--- SOURCE TEXT ---
┄┄┄┄┄┄┄┄┄┄
Published: 05/07/2022
Category: On The Job
Published: 05/07/2022
Category: On The Job

The lines snaking along the roads outside Foodbank’s warehouses in Dandenong and Epping on Melbourne’s suburban edge say more than any politician or pundit could about the cost-of-living crisis working people are facing.

Foodbank Victoria CEO Dave McNamara is calling for a public “drive-thru” delivery of food to those in need.

His organisation is at the frontline, dealing with a massive spike in the number of people seeking help to put dinner on the table for their families.

“The cost-of-living pressures on individuals and families at the moment have spiked so dramatically and people are struggling to get back in front,” McNamara says.

“Not only are charities struggling right now to meet the demand as they come back from COVID,” he says.

But people who are working and find themselves in this position for the first time, have no idea where to go.”

Foodbank is dealing with as many as 50,000 people seeking food assistance per day.

At a time when the headline unemployment rate hovers around 4%, big business shrugs its shoulders and complains about staff shortages.

With wages barely keeping up with galloping price hikes, it’s easy to understand why working people are seeking assistance to feed themselves.

Insecure work leads to the growing cost-of-living gap

The recent success of the union-led win for a significant pay rise of 5.2% for Australia’s lowest paid has provided much needed relief to struggling workers.

But as inflation continues to grow, so does the gap between what people earn and the figures on their bills.

For far too many working Australians, the idea of having a stable, secure job that provides a wage for decent housing, puts food on the table, meets your cost of living commitments and allows for your family to thrive is a thing of the past.

How is it that in a country as affluent as Australia, we have hard working people finding themselves dependent on charity to meet their basic needs?

We know that former Liberal Finance Minister Mathias Cormann let the cat out of the bag when he said that low wages were a deliberate design feature of the recent Coalition Government’s economic plan.

A nine year legacy leaves workers behind

What is the result of the past nine years of conservative government?
┄┄┄┄┄┄┄┄┄┄
--- SOURCE DATA ---
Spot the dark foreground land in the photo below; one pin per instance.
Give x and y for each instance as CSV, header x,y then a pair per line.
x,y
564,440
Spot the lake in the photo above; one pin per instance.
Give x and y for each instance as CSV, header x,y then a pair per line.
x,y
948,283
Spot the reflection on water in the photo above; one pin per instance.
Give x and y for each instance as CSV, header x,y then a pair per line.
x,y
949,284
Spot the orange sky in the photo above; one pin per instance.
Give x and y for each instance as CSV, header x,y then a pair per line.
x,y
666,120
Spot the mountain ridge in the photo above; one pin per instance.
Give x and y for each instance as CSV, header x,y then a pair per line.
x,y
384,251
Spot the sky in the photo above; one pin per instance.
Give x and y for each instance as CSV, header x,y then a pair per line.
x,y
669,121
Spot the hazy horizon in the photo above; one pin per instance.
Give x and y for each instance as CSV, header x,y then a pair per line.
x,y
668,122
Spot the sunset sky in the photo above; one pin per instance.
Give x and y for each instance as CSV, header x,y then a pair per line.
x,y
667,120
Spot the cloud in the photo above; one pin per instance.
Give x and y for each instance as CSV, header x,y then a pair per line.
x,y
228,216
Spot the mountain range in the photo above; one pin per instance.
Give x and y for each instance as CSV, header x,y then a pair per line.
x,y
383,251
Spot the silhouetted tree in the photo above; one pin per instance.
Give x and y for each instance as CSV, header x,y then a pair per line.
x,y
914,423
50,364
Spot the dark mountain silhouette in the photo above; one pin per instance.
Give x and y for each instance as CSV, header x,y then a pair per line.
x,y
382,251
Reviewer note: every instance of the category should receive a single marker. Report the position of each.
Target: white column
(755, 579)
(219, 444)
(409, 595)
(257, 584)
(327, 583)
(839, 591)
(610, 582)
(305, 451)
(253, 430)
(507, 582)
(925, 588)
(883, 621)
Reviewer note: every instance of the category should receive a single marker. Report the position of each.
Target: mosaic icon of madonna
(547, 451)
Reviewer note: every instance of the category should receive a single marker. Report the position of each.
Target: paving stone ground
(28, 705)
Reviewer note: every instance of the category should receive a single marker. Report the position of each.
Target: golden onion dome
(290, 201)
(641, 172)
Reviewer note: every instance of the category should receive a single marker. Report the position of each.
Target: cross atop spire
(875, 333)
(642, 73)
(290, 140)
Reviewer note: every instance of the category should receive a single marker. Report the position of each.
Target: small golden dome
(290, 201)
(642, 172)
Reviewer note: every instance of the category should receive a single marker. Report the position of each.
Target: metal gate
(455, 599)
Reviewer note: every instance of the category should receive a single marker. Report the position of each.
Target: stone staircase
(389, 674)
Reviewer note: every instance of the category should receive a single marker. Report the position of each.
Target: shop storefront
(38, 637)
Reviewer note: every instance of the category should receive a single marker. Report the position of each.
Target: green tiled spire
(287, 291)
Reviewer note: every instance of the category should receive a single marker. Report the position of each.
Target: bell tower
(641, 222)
┄┄┄┄┄┄┄┄┄┄
--- WHAT TO WORK ON ---
Please transcribe part of the cost-of-living article, starting at the words "We know that" and stopping after "Government’s economic plan.". You won't need the entries for this.

--- WRITTEN ANSWER ---
We know that former Liberal Finance Minister Mathias Cormann let the cat out of the bag when he said that low wages were a deliberate design feature of the recent Coalition Government’s economic plan.